● **READING TEXT**:
<<<<
The Introduction for Activated Carbon(AC) manufacture process:

Activated carbon is a generic term for a family of highly porous carbonaceous materials, none of which can be characterized by a structural formula or by chemical analysis. The volume of the pores in activated carbons is generally defined as being greater than 0.2mL/g, and the internal surface area is generally larger than 400m2/g as measured by the nitrogen BET method. 

 

The width of the pores varies from 3Å to several thousand angstroms(Å), and the pores are generally classified for convenience in terms of their diameters: Macropores 500 to 20000 Å; Transitional pores (mesopores) 100 to 500 Å; Micropores 8 to 100 Å. In cross-section, the pores appear to be cylindrical or rectangular in shape, but can also occur in a variety of irregular shapes. Pores may also have constrictions or bottlenecks. 

The category and classification of activated carbon are not unified yet, but there are some names are broadly and commonly adopted: Coal-based activated carbon, wood activated carbon, shell activated carbon, synthetic material based activated carbon. The following photos are several products of activated carbon.​​​​​​​​​​

​​​​​​​​​Figure 1. Photos of various AC products​​

Activated carbon can be manufactured from any carbonaceous raw material, such diverse starting materials as various ranks of coal (peat, lignite, bituminous coal, and anthracite), coconut shells, peach and apricot stones, waste tyres, wood, sawdust, petroleum heavy oil, cellulose, rice husks, corn cobs, sugar, bones, etc.,the starting materials used in relatively large-scale manufacture are readily available and, hence, are reasonably priced. In the Western World, the companies entering the business in the past 30 years have tended to concentrate on using coal (mostly lignite, bituminous coal, and anthracite), whereas, in the developing world, new entrants have concentrated on using coconut-shell charcoal.
>>>>
● **RECORDED INFORMATION**:
<<<<
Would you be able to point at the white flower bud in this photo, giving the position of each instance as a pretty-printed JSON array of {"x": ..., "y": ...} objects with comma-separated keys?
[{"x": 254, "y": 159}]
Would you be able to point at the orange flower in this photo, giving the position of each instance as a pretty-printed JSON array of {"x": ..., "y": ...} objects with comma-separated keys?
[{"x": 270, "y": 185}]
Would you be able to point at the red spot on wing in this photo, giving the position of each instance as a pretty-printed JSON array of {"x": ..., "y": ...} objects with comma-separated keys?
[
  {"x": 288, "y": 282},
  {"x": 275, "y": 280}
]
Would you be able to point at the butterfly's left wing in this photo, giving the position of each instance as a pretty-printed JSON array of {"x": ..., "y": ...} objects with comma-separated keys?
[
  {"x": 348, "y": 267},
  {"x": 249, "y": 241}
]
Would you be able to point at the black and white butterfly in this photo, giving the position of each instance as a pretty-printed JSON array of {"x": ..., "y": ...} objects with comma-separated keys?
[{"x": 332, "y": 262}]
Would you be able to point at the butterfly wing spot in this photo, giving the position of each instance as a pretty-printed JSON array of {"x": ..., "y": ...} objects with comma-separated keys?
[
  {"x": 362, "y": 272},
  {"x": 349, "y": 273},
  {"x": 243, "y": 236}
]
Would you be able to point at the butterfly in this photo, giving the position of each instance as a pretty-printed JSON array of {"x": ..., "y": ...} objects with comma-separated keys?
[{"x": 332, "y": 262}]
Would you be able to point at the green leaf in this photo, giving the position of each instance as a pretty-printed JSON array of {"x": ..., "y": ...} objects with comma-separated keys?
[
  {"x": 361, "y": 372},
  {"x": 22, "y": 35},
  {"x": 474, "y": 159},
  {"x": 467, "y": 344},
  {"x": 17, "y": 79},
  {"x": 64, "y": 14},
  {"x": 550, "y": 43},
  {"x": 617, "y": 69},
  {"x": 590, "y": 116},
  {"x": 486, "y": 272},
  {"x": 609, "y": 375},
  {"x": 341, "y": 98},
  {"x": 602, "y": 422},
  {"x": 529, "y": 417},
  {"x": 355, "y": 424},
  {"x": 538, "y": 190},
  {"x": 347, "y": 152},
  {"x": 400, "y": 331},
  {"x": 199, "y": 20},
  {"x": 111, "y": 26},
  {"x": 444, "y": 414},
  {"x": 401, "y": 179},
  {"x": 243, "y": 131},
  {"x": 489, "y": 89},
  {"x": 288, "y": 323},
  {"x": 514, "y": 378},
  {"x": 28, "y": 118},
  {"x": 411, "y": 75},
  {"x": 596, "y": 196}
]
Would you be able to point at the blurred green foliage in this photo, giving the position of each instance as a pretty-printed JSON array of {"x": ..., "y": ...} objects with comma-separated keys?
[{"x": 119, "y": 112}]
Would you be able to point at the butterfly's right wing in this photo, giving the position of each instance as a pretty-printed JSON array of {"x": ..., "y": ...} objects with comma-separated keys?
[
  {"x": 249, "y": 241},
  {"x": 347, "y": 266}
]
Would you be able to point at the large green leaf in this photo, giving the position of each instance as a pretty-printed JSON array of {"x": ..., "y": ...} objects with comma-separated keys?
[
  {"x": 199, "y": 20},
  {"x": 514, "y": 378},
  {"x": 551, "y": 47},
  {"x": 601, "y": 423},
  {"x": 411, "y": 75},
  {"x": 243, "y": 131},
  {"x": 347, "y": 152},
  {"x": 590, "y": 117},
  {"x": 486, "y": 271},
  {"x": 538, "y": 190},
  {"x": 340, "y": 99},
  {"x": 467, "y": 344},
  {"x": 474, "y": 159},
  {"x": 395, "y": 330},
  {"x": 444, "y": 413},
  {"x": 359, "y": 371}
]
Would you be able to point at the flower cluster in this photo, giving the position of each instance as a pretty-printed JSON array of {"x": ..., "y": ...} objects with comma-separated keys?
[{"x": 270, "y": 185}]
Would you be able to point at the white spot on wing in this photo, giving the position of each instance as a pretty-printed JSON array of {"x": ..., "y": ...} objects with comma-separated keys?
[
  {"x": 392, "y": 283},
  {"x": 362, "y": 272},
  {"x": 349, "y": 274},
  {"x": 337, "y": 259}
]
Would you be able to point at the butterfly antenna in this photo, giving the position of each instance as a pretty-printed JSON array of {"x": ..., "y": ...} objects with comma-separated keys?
>>>>
● **TO DO**:
(a) In the activated carbon text, what diameter range is given for transitional pores (mesopores)?
(b) Repeat the activated carbon text word for word, from "The Introduction for" up to and including "nitrogen BET method.".

● **LIST OF SOLUTIONS**:
(a) 100 to 500 Å.

(b)
The Introduction for Activated Carbon(AC) manufacture process:

Activated carbon is a generic term for a family of highly porous carbonaceous materials, none of which can be characterized by a structural formula or by chemical analysis. The volume of the pores in activated carbons is generally defined as being greater than 0.2mL/g, and the internal surface area is generally larger than 400m2/g as measured by the nitrogen BET method.